> _The task_: Starting with the first line and ending with the last, transcribe the data exactly.
____ Data in this exercise
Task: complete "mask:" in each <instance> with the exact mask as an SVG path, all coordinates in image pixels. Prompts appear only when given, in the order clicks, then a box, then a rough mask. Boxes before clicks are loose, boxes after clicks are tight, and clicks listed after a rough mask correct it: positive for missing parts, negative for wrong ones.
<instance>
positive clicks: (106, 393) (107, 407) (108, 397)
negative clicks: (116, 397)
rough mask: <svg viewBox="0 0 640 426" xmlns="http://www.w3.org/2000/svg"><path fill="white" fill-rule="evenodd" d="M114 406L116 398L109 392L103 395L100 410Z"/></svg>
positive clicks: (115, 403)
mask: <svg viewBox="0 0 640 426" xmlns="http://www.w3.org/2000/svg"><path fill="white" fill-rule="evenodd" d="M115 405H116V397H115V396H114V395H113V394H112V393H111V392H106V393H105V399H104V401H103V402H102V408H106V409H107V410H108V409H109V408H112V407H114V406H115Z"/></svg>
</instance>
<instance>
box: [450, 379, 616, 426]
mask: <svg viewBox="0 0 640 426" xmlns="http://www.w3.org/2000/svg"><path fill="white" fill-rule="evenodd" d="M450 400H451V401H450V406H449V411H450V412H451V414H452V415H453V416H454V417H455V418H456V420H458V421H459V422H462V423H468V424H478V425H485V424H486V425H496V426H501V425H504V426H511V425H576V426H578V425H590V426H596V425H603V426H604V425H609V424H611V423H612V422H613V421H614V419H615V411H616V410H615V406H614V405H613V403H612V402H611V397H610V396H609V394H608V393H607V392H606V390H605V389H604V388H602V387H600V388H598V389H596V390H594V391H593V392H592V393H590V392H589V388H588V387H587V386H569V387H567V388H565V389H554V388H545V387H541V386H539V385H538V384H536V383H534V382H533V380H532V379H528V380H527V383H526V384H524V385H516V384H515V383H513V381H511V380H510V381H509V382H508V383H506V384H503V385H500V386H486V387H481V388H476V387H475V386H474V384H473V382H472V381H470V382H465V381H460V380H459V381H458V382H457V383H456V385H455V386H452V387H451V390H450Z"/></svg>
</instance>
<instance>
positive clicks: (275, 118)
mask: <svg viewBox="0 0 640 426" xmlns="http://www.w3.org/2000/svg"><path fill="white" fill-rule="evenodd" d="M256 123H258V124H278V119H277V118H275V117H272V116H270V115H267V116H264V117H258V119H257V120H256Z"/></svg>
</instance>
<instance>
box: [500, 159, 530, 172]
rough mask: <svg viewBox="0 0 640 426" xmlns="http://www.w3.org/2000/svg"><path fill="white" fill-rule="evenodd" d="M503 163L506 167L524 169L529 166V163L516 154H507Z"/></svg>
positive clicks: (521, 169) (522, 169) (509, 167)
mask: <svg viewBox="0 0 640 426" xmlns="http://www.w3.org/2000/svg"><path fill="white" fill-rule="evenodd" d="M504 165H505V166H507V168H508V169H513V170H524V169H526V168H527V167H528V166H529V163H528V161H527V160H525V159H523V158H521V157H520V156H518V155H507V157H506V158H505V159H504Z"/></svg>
________
> _Exercise solution_:
Task: complete "mask:" in each <instance> with the exact mask as an SVG path, all coordinates in image pixels. Prompts appear only when given, in the order clicks, then a box, then a rough mask. Boxes before clicks are loose, boxes after clicks are tight, and clicks listed after a rough mask correct it: positive for missing parts, negative for wrong ones.
<instance>
positive clicks: (106, 393) (107, 407) (108, 397)
negative clicks: (116, 397)
rough mask: <svg viewBox="0 0 640 426" xmlns="http://www.w3.org/2000/svg"><path fill="white" fill-rule="evenodd" d="M114 406L116 398L109 392L103 395L100 410Z"/></svg>
positive clicks: (115, 403)
mask: <svg viewBox="0 0 640 426" xmlns="http://www.w3.org/2000/svg"><path fill="white" fill-rule="evenodd" d="M115 405H116V397H115V396H114V395H113V394H112V393H111V392H106V393H105V399H104V401H103V402H102V408H106V409H107V410H108V409H109V408H112V407H114V406H115Z"/></svg>
</instance>
<instance>
box: [450, 379, 616, 426]
mask: <svg viewBox="0 0 640 426" xmlns="http://www.w3.org/2000/svg"><path fill="white" fill-rule="evenodd" d="M450 400H451V401H450V406H449V411H450V412H451V414H452V415H453V416H454V417H455V418H456V420H458V421H459V422H462V423H468V424H478V425H485V424H486V425H496V426H501V425H504V426H511V425H576V426H578V425H590V426H596V425H603V426H604V425H609V424H611V423H612V422H613V421H614V419H615V411H616V410H615V406H614V405H613V403H612V402H611V397H610V396H609V394H608V393H607V392H606V390H605V389H604V388H602V387H600V388H598V389H596V390H594V391H593V392H592V393H590V392H589V388H588V387H587V386H569V387H567V388H565V389H554V388H545V387H541V386H539V385H538V384H536V383H534V382H533V380H532V379H528V380H527V383H526V384H524V385H516V384H515V383H513V381H511V380H510V381H509V382H508V383H506V384H503V385H500V386H486V387H481V388H476V387H475V386H474V384H473V382H472V381H470V382H465V381H460V380H459V381H458V382H457V383H456V385H455V386H452V387H451V390H450Z"/></svg>
</instance>
<instance>
positive clicks: (275, 118)
mask: <svg viewBox="0 0 640 426" xmlns="http://www.w3.org/2000/svg"><path fill="white" fill-rule="evenodd" d="M256 123H258V124H278V119H277V118H275V117H272V116H270V115H267V116H264V117H258V119H257V120H256Z"/></svg>
</instance>
<instance>
box: [500, 159, 530, 172]
rough mask: <svg viewBox="0 0 640 426" xmlns="http://www.w3.org/2000/svg"><path fill="white" fill-rule="evenodd" d="M503 163L506 167L524 169L529 166V163L516 154H507Z"/></svg>
positive clicks: (521, 169) (522, 169) (509, 167)
mask: <svg viewBox="0 0 640 426" xmlns="http://www.w3.org/2000/svg"><path fill="white" fill-rule="evenodd" d="M504 165H505V166H507V168H508V169H513V170H524V169H526V168H527V167H528V166H529V163H528V161H527V160H525V159H523V158H521V157H520V156H518V155H507V157H506V158H505V159H504Z"/></svg>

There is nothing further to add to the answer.